Data records
------------------------
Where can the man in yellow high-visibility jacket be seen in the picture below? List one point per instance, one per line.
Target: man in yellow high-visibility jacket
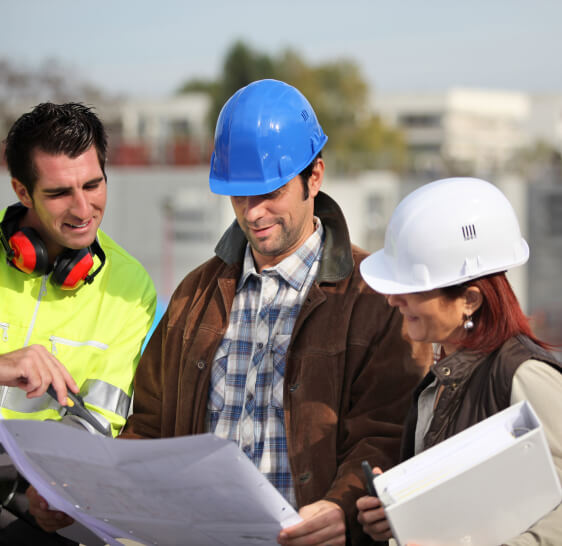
(67, 291)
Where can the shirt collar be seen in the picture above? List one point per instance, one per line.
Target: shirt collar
(295, 268)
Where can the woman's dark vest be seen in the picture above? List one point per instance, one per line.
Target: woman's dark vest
(475, 387)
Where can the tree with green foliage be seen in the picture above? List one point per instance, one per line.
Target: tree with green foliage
(339, 94)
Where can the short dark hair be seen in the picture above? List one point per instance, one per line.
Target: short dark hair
(306, 173)
(69, 129)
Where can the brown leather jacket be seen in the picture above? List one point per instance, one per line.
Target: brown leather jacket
(476, 386)
(349, 373)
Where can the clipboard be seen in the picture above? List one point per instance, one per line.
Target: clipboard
(481, 487)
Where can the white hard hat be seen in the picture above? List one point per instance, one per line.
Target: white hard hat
(445, 233)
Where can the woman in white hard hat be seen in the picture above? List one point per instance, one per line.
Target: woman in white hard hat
(446, 250)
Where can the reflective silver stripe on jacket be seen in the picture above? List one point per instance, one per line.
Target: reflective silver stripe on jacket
(93, 391)
(106, 396)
------------------------
A verbatim copy of every record above is required, with all pictures omitted.

Where can the man in yellow high-visibility jacket be seen in the picture below? List one point per instance, one per line.
Target: man in yellow high-visibility jacket
(67, 291)
Where can the shirt collar be seen in the picture above? List one point per instance, one per line.
Target: shirt collar
(295, 268)
Where can the woman's dark vest be seen in the picture above? List one point per instance, one per line.
Target: woman's dark vest
(475, 387)
Where can the tree with green foliage be seen in the picture above? List one point per instance, one per line.
Target: tree with green foliage
(339, 94)
Where can the short dark hair be seen in the picture above? List one point per instance, one per line.
Target: short dark hair
(306, 173)
(69, 129)
Where can the brown leather jacket be seen in the picture above? List one point per instance, one per line.
Target: brown leather jacket
(476, 386)
(349, 373)
Where can the clipboard be seen in the picture above? List one point per instance, one per line.
Target: clipboard
(481, 487)
Where can the white hard hat be seen in the picture above? List one point per instance, one per line.
Target: white hard hat
(445, 233)
Where can the woman in white hard hat be seen in the picture above? List one point per instance, one per line.
Target: woman in white hard hat
(446, 250)
Where can the reflective silver stripe on jacket be seen in the picture above? List one point per instance, one per line.
Target: reflective silver stripe on jacket
(93, 391)
(106, 396)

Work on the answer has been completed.